--- SELECTED EXCERPT ---
Democracy & Government

Efforts to Curb Teen Pregnancy Face Drastic Cuts

Trump White House is intent on rolling back teen pregnancy prevention programs nationwide.

Efforts to Curb Teen Pregnancy Face Drastic Cuts

A social worker explains birth control options to a young woman at Children's Hospital Colorado's Colorado Adolescent Maternity Program in Denver. Colorado overall has seen an impressive 40 percent drop in teen births between 2009 and 2013 because of an initiative supplying some 30,000 free or low-cost IUDs to low-income women. (Photo by Marc Piscotty for The Washington Post via Getty Images)

Teen pregnancy prevention advocates were shocked to find out that crucial programs they support were abruptly terminated and will be defunded next year. The Trump administration is completely defunding the nationwide Teen Pregnancy Prevention Program, cutting $213 million in assistance that supports roughly 1.2 million teenagers across the country. Groups that rely of the funding got notice this month that as of June 30, 2018 their funding will be shut off. This means they all lose two years of already-allocated money.

The decision is part of the Trump administration’s backlash against Obama-era policies. This time, Donald Trump’s budget cuts are primarily aimed at poor teenagers, an already vulnerable section of the population. These cuts will not only reduce services provided by clinics and prevention programs, but also dramatically affect the research activities of groups dedicated to optimizing and improving health care for teenagers.

This backlash isn’t only coming from the White House. For instance, in Texas, local legislators have introduced measures to significantly reduce access to reproductive health benefits and education for pregnant teens. They’ve already losing the federal funding — and the state has the highest teen pregnancy rate in the nation.

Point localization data
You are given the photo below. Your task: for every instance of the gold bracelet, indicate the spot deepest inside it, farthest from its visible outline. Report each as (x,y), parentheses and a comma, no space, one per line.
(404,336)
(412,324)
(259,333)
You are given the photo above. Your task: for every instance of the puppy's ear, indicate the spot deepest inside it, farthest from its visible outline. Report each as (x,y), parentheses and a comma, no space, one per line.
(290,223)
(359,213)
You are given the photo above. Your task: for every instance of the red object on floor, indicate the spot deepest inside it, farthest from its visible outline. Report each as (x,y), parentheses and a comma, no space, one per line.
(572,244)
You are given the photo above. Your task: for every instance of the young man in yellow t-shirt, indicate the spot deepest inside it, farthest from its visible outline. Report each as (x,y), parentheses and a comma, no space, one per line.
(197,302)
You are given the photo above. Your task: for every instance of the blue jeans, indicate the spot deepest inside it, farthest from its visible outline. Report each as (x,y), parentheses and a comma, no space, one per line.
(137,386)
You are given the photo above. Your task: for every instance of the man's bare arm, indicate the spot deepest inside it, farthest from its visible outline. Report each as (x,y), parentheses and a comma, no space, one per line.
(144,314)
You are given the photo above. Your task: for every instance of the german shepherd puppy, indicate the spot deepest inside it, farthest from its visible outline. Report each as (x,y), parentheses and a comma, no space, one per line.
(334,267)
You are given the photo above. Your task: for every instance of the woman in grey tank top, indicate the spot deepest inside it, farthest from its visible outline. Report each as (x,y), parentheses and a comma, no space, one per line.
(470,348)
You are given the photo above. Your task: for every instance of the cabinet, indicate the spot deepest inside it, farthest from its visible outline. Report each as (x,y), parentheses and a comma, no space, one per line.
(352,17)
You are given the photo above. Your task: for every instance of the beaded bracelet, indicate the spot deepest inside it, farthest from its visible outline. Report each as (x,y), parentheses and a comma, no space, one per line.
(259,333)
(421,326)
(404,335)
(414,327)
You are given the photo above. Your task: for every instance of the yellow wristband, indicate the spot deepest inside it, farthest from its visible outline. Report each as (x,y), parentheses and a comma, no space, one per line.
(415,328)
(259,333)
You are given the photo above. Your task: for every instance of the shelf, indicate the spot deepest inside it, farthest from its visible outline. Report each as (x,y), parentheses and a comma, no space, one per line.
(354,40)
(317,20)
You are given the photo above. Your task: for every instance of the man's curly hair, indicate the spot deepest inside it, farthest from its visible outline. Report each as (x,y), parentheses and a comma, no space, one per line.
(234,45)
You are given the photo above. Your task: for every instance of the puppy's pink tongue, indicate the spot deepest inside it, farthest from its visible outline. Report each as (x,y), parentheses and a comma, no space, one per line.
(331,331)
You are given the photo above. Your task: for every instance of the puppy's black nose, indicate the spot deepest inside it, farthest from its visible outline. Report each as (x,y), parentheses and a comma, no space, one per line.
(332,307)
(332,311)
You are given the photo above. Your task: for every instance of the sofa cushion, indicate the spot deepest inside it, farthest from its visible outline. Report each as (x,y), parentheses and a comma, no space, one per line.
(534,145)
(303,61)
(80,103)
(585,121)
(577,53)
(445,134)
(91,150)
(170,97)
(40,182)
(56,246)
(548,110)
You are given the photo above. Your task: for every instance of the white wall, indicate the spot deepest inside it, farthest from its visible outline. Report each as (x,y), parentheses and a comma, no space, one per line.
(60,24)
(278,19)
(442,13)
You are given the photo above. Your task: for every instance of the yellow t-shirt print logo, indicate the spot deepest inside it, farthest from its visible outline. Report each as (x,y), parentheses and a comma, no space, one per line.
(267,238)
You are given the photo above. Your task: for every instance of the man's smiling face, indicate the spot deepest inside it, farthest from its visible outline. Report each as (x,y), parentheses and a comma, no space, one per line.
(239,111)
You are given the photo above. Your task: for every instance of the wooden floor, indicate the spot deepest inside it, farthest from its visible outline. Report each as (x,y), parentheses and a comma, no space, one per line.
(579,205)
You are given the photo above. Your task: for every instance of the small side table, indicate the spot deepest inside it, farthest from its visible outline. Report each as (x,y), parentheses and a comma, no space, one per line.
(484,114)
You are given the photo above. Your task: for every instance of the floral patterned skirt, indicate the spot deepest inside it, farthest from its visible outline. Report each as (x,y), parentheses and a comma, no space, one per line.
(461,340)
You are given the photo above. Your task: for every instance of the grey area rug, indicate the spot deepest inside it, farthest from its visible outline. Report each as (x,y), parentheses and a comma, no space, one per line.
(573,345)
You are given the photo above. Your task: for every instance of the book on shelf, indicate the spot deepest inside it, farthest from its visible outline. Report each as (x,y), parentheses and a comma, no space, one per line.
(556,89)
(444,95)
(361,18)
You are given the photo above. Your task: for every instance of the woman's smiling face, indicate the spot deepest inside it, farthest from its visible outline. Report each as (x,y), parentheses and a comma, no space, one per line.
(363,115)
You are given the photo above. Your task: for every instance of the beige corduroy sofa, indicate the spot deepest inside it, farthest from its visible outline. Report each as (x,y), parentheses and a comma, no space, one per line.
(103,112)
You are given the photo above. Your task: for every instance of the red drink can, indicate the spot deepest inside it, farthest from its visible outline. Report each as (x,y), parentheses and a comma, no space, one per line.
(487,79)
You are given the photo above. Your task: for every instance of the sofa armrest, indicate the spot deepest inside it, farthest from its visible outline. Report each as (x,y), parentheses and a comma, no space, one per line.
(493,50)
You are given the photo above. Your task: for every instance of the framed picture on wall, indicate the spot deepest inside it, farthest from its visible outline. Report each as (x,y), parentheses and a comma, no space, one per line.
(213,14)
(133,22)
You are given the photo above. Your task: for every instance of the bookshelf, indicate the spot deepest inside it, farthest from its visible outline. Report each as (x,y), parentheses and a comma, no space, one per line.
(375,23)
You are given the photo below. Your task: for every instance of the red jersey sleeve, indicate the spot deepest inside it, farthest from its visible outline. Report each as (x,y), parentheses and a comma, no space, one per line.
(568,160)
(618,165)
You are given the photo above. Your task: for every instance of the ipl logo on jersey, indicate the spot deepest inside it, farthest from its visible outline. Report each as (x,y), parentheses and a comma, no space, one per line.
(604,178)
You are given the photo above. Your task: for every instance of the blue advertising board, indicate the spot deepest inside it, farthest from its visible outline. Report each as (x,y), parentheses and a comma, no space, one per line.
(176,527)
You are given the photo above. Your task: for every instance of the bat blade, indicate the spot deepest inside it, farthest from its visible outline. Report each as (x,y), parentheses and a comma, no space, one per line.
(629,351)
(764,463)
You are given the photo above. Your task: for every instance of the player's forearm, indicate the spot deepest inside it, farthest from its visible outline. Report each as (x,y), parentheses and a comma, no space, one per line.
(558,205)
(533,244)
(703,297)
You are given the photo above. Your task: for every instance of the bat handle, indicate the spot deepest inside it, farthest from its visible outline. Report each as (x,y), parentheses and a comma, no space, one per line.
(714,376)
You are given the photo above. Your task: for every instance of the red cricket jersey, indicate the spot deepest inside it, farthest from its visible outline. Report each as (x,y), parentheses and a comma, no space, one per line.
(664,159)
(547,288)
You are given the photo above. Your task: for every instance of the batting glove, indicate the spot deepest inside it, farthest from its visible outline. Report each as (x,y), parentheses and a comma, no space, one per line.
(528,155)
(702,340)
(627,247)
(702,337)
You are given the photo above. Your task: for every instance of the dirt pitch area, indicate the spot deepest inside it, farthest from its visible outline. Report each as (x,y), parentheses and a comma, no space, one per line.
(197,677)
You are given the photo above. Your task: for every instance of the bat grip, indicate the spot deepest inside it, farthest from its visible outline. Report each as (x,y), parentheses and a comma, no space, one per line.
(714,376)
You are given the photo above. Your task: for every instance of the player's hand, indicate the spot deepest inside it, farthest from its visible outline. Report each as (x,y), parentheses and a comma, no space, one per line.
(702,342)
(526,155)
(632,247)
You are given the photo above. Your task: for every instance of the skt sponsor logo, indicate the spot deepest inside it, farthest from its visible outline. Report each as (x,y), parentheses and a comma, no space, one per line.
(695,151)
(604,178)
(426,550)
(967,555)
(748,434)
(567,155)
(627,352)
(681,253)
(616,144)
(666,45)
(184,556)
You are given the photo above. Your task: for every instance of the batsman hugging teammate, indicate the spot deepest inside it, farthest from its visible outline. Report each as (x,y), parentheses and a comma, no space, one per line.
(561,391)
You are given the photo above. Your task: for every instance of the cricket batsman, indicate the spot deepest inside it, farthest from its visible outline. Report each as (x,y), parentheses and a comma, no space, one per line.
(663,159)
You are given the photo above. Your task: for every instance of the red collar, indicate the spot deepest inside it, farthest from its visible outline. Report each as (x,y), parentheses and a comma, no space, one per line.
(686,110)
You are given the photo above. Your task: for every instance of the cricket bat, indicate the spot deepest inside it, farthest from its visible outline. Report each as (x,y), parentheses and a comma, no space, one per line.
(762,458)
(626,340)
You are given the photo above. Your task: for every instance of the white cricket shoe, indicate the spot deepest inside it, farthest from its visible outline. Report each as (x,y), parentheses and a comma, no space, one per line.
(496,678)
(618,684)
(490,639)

--- PROBLEM ---
According to the article on teen pregnancy prevention cuts, how much assistance is being cut by defunding the Teen Pregnancy Prevention Program? These rows have no connection to the article on teen pregnancy prevention cuts.

--- SOLVED PROBLEM ---
$213 million